WORK ITEM: Each record is to be given again without alteration.

▶

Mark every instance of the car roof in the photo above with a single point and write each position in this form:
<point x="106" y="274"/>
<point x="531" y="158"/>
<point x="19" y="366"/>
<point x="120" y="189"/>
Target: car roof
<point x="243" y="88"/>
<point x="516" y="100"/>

◀

RESPONSE TO THE EXERCISE:
Mark every instance of the car roof in the photo above with a single point and write each position in this form:
<point x="106" y="274"/>
<point x="531" y="158"/>
<point x="19" y="366"/>
<point x="120" y="189"/>
Target: car roof
<point x="243" y="88"/>
<point x="516" y="100"/>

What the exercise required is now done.